**EXTRAIT À LIRE:**
· · · · ·
Il y a Mme G. Quand on l'aide à se lever d'une chaise ou d'un lit, en la tenant sous les bras, elle se jette dans les vôtres, et se serre contre vous, appuie sa tête sur votre torse, avec un instinct tout enfantin. Mme G appelle sans cesse son "Papa et sa Maman", elle a un regard d'enfant perdu, et le soir, lorsque les lumières s'éteignent, elle a peur.

Mme Ci, ne quitte son lit que pour un fauteuil moulé dans lequel elle ne bouge pas, elle vous fixe de ses grands yeux et la seule phrase qu'elle articule encore nous parle en boucle d'un évènement de sa vie d'écolière.

Mme Gi, elle, se voit sombrer. Elle crie beaucoup, surtout qu'elle est un peu sourde, alors elle crie pour qu'on s'occupe d'elle. "A l'aide. Aidez moi". Passez une demie heure avec elle, une heure, au final, elle appellera toujours, ne se souviendra plus du temps passé ensemble. Et elle recommencera. A hurler "tant pis je vais mourir, je vais crever, mais comme ça c'est dommage". Et c'est sans doute celle avec qui j'ai le plus de mal, sur les 21 résidents de notre étage, plus encore Mme M, qui dans son délire paranoïaque, m'a déjà laissé des traces après m'avoir saisie à la gorge.
Parce que ses appels désespérés n'éveillent que de l'impuissance, parce que l'après midi on est que une ou deux pour 21, parce que elle a raison, c'est dommage et c'est trop triste, leur vie entre les murs de cet étage, entre lever-ptitdej-toilette-déjeuner-goûter-changer-dîner-dormir, sans vraiment d'activité, un kiné par ci par là, mais pas grand chose d'autre parce que leur ailleurs est trop loin pour nous, et pour les quelques uns encore cohérents, il faudrait des équipes plus nombreuses, et formées, pour faire quelque chose.
· · · · ·
**CONSIGNES:**
1: Pouvez-vous recopier fidèlement le passage de l'extrait qui s'ouvre sur les mots contenant "Il y a Mme G." et se termine par "sa vie d'écolière."?
2: Pouvez-vous condenser sous forme de liste le paragraphe de l'extrait qui commence par « Mme Gi, elle, se voit sombrer », sans perdre ses faits principaux ?
3: Les affirmations suivantes concordent-elles avec l'extrait ? Pour chacune, répondez par oui ou par non en citant les mots de l'extrait qui tranchent.
(a) Mme Ci se déplace librement hors de son lit.
(b) L'après-midi, une ou deux personnes seulement s'occupent des 21 résidents.
(c) Mme G a peur le soir.

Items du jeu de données
· · · · ·
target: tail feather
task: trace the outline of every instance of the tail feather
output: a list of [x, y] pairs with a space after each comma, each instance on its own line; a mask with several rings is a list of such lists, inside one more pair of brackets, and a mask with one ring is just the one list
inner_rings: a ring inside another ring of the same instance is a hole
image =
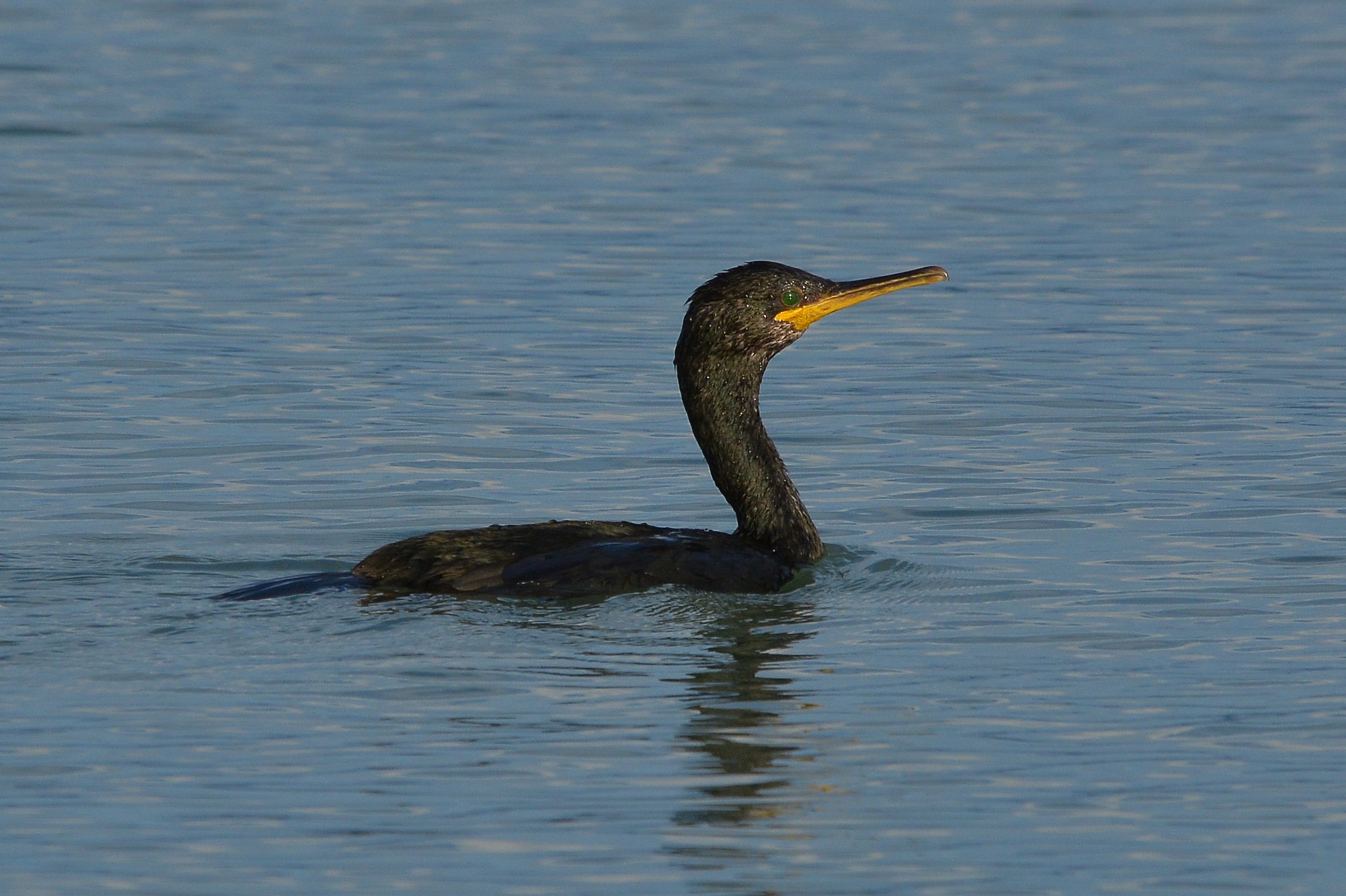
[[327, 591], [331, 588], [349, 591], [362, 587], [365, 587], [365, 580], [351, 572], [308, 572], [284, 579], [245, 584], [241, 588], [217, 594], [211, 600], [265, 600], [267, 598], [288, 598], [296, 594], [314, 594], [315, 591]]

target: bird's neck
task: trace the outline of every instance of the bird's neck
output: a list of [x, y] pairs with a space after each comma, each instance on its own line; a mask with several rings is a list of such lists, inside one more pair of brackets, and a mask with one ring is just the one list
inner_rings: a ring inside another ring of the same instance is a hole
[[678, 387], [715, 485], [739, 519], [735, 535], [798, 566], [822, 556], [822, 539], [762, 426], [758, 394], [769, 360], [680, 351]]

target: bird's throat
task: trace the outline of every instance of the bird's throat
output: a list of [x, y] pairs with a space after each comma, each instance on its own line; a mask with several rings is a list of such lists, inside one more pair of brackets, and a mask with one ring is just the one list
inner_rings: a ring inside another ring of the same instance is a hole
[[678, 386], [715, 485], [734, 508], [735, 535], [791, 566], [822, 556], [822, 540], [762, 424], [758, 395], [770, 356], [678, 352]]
· · · · ·
**RÉPONSES PAR CONSIGNE:**
1:
Il y a Mme G. Quand on l'aide à se lever d'une chaise ou d'un lit, en la tenant sous les bras, elle se jette dans les vôtres, et se serre contre vous, appuie sa tête sur votre torse, avec un instinct tout enfantin. Mme G appelle sans cesse son "Papa et sa Maman", elle a un regard d'enfant perdu, et le soir, lorsque les lumières s'éteignent, elle a peur.

Mme Ci, ne quitte son lit que pour un fauteuil moulé dans lequel elle ne bouge pas, elle vous fixe de ses grands yeux et la seule phrase qu'elle articule encore nous parle en boucle d'un évènement de sa vie d'écolière.

2:
- Mme Gi se voit sombrer. Elle crie beaucoup, car elle est un peu sourde, pour qu'on s'occupe d'elle (« A l'aide. Aidez moi »).
- Même après une demi-heure ou une heure passée avec elle, elle appellera toujours. Elle ne se souviendra plus de ce moment et recommencera.
- Elle hurle « tant pis je vais mourir, je vais crever, mais comme ça c'est dommage ».
- Sur les 21 résidents de l'étage, c'est sans doute avec elle que la personne qui écrit a le plus de mal.
- C'est encore plus difficile avec Mme M : dans son délire paranoïaque, elle a déjà laissé des traces à la personne qui écrit en la saisissant à la gorge.

3:
(a) Non : « ne quitte son lit que pour un fauteuil moulé dans lequel elle ne bouge pas ».
(b) Oui : « l'après midi on est que une ou deux pour 21 ».
(c) Oui : « le soir, lorsque les lumières s'éteignent, elle a peur ».